= Direction A =
In the text about the Agile Topics card deck, how many cards have been drawn so far?

= Text excerpt =
===

Agile Topics card deck

The other week I got the idea to create simple conversation cards. Each card represents an agile practice, a conversation topic or an abstract theory. Now I’ve drawn 96 cards. I simply couldn’t stop 🙂

Cards

When I started I didn’t really know when or how I wanted to use them. But while drawing them, and while showing them to others, a couple of ideas popped up. The last couple of weeks I’ve found great use of them in several different situations. Here are some examples of how they could be used…

  • Topics for lean coffee – Shuffle the deck. Give each person 3 cards of which they choose one. Dot vote. Run lean coffee with those topics.
  • 1:1 Conversation starters – Before the 1:1, draw five cards each. Each person selects two. Discuss these topics during the next 1:1.
  • Organizational Review – Pre-select 30 cards. For each card, grade how knowledgeable you are about the topic (y-axis), and if you are doing it “right”, “wrong” or not at all (y-axis). Then discuss what to you wish to improve.

===

= Material for the task =
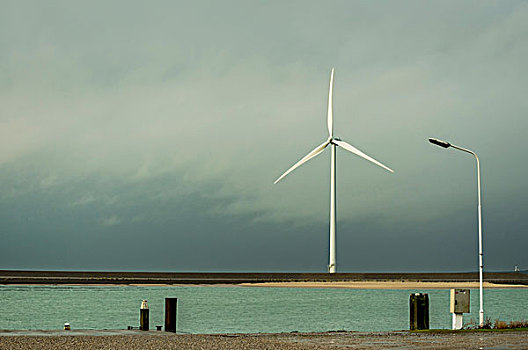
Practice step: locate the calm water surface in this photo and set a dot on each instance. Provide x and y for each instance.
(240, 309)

===

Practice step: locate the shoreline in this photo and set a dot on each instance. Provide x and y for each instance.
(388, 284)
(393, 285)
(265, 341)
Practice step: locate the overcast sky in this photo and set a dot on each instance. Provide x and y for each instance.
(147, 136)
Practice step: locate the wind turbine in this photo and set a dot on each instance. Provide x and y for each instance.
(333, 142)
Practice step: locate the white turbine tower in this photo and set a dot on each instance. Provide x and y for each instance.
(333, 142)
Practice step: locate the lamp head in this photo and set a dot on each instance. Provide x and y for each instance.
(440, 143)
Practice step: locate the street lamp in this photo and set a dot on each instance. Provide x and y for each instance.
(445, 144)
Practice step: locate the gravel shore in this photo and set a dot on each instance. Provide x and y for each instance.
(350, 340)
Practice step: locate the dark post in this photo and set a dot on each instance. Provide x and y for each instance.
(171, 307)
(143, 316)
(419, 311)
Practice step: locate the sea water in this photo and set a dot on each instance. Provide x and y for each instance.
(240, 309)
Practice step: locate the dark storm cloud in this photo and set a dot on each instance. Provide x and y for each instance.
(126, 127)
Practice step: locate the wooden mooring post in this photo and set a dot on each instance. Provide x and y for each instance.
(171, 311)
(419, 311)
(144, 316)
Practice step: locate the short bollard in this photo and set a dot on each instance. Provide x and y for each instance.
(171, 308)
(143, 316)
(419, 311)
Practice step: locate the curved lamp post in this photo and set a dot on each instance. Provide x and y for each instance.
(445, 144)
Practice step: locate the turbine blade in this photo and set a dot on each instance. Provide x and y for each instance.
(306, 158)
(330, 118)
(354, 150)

===

= Direction B =
Which lines in the entries above contain the word "post"? Pick out and copy each of them. Case counts.

= Exercise response A =
96 cards.

= Exercise response B =
Practice step: locate the dark post in this photo and set a dot on each instance. Provide x and y for each instance.
Practice step: locate the wooden mooring post in this photo and set a dot on each instance. Provide x and y for each instance.
Practice step: locate the curved lamp post in this photo and set a dot on each instance. Provide x and y for each instance.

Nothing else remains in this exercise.